[Opening Entries shown section]

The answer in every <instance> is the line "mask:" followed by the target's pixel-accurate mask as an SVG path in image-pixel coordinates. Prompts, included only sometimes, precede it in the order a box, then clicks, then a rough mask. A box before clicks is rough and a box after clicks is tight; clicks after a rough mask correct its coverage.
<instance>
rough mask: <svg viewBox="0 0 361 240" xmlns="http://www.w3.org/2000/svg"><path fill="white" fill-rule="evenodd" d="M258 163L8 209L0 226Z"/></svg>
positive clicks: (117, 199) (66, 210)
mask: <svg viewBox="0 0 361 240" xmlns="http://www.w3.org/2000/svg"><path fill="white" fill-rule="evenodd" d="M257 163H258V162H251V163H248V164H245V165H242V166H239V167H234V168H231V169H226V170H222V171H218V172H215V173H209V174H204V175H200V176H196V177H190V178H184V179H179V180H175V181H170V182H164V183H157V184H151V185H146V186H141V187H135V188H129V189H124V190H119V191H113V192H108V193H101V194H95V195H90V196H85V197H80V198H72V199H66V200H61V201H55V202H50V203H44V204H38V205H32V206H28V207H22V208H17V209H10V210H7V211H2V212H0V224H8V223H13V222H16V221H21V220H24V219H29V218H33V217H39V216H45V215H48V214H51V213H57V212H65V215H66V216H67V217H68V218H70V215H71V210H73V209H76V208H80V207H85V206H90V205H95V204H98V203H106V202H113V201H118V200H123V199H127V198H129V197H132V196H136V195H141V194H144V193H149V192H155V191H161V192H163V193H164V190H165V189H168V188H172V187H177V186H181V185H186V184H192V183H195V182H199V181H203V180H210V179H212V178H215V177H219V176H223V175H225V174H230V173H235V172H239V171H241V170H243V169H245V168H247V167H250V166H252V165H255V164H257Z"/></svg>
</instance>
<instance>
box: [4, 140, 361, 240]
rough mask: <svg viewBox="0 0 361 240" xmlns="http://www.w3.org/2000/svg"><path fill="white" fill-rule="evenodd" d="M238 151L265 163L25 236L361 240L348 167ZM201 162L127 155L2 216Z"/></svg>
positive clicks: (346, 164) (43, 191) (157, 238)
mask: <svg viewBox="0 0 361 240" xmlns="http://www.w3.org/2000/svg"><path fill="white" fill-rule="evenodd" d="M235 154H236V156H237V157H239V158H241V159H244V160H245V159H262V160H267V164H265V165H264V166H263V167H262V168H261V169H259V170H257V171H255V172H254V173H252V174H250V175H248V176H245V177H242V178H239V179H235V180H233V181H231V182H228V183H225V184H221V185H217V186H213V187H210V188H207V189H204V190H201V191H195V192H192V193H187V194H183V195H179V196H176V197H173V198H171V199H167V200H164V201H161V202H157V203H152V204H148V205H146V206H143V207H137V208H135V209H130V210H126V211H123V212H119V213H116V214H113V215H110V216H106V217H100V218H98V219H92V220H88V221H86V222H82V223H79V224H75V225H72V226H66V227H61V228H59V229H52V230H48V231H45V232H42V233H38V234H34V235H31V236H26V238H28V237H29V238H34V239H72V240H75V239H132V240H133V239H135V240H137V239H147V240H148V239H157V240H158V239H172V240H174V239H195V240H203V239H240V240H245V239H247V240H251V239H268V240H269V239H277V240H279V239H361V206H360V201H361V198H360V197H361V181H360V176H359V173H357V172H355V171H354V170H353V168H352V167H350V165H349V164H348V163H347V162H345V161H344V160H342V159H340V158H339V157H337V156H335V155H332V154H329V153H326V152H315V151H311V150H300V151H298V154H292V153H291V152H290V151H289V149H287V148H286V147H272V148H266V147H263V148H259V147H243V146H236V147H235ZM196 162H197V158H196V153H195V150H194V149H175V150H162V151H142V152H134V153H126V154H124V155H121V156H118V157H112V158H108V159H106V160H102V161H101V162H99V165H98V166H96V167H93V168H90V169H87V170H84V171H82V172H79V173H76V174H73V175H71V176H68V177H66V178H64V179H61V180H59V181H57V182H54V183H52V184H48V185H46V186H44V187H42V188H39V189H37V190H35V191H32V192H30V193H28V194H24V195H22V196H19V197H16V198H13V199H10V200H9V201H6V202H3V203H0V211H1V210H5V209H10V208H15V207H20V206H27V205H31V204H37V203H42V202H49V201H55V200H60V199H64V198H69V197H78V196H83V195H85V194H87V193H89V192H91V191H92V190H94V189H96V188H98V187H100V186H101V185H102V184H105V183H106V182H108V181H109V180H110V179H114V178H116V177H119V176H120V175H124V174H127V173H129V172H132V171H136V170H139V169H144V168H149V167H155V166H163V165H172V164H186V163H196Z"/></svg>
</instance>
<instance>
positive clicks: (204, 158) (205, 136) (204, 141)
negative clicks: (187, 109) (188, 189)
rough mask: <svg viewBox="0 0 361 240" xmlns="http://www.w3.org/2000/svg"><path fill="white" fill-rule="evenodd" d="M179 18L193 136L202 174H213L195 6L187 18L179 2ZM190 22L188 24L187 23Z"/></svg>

[Closing Entries shown section]

Work required:
Return all of the data above verbatim.

Solution:
The answer in every <instance> is the line "mask:" followed by the target's pixel-accurate mask as an SVG path in image-pixel coordinates. Prompts, included only sometimes, precede it in the order a box, then clicks, then a rough mask. A box before clicks is rough and a box after clicks is tight; clicks after a rough mask correct its coverage.
<instance>
rough mask: <svg viewBox="0 0 361 240" xmlns="http://www.w3.org/2000/svg"><path fill="white" fill-rule="evenodd" d="M258 163L8 209L0 226Z"/></svg>
positive clicks: (117, 199) (66, 210)
mask: <svg viewBox="0 0 361 240" xmlns="http://www.w3.org/2000/svg"><path fill="white" fill-rule="evenodd" d="M257 163H258V162H251V163H248V164H245V165H242V166H239V167H234V168H231V169H226V170H222V171H218V172H215V173H209V174H204V175H200V176H196V177H190V178H184V179H179V180H175V181H170V182H164V183H157V184H151V185H146V186H141V187H135V188H129V189H124V190H119V191H113V192H108V193H101V194H95V195H90V196H85V197H80V198H72V199H66V200H61V201H55V202H50V203H44V204H38V205H32V206H28V207H22V208H17V209H10V210H7V211H2V212H0V224H8V223H13V222H16V221H21V220H24V219H29V218H33V217H39V216H45V215H48V214H51V213H57V212H65V215H66V216H67V217H68V218H70V215H71V210H73V209H76V208H80V207H85V206H90V205H95V204H98V203H106V202H113V201H118V200H123V199H127V198H129V197H132V196H136V195H141V194H144V193H149V192H155V191H161V192H163V193H164V190H165V189H168V188H172V187H177V186H181V185H186V184H192V183H195V182H199V181H203V180H210V179H212V178H215V177H219V176H223V175H225V174H230V173H235V172H239V171H241V170H243V169H245V168H247V167H250V166H252V165H255V164H257Z"/></svg>
</instance>
<instance>
box: [4, 140, 361, 240]
rough mask: <svg viewBox="0 0 361 240" xmlns="http://www.w3.org/2000/svg"><path fill="white" fill-rule="evenodd" d="M238 151L265 163L25 236L361 240L348 167ZM201 162L127 155L2 216Z"/></svg>
positive clicks: (346, 164) (43, 191) (157, 238)
mask: <svg viewBox="0 0 361 240" xmlns="http://www.w3.org/2000/svg"><path fill="white" fill-rule="evenodd" d="M235 154H236V156H237V157H239V158H241V159H244V160H245V159H262V160H267V164H265V165H264V166H263V167H262V168H261V169H259V170H257V171H255V172H254V173H252V174H250V175H248V176H245V177H242V178H239V179H235V180H233V181H231V182H228V183H225V184H221V185H217V186H213V187H210V188H207V189H204V190H201V191H195V192H192V193H187V194H183V195H179V196H176V197H173V198H171V199H167V200H164V201H161V202H157V203H152V204H148V205H146V206H143V207H137V208H135V209H130V210H126V211H123V212H119V213H116V214H113V215H110V216H106V217H100V218H98V219H92V220H88V221H86V222H82V223H79V224H75V225H72V226H66V227H61V228H59V229H52V230H48V231H45V232H42V233H38V234H34V235H31V236H26V238H28V237H29V238H34V239H72V240H75V239H132V240H133V239H135V240H137V239H147V240H148V239H157V240H158V239H172V240H174V239H195V240H203V239H240V240H245V239H247V240H251V239H268V240H269V239H277V240H279V239H361V206H360V201H361V198H360V197H361V181H360V176H359V173H357V172H355V171H354V170H353V168H352V167H350V165H349V164H348V163H347V162H345V161H344V160H342V159H340V158H339V157H337V156H335V155H332V154H329V153H326V152H315V151H311V150H300V151H298V154H292V153H291V152H290V151H289V149H287V148H286V147H272V148H266V147H263V148H259V147H243V146H236V147H235ZM196 162H197V158H196V153H195V150H194V149H175V150H162V151H142V152H134V153H126V154H124V155H121V156H118V157H112V158H108V159H106V160H102V161H101V162H99V165H98V166H96V167H93V168H90V169H87V170H84V171H82V172H79V173H76V174H73V175H71V176H68V177H66V178H64V179H61V180H59V181H57V182H54V183H52V184H48V185H46V186H44V187H42V188H39V189H37V190H35V191H32V192H30V193H28V194H24V195H22V196H19V197H16V198H13V199H10V200H9V201H6V202H3V203H0V211H1V210H5V209H10V208H15V207H20V206H27V205H31V204H37V203H42V202H49V201H55V200H60V199H64V198H69V197H78V196H83V195H85V194H87V193H89V192H91V191H92V190H94V189H96V188H98V187H100V186H101V185H102V184H105V183H106V182H108V181H109V180H110V179H114V178H116V177H119V176H120V175H124V174H127V173H129V172H132V171H136V170H139V169H144V168H149V167H155V166H163V165H172V164H186V163H196Z"/></svg>
</instance>
<instance>
positive clicks: (204, 158) (205, 136) (204, 141)
negative clicks: (187, 109) (188, 189)
rough mask: <svg viewBox="0 0 361 240" xmlns="http://www.w3.org/2000/svg"><path fill="white" fill-rule="evenodd" d="M179 18L193 136L202 174H213L195 6L187 18L179 2ZM190 22L188 24L187 23Z"/></svg>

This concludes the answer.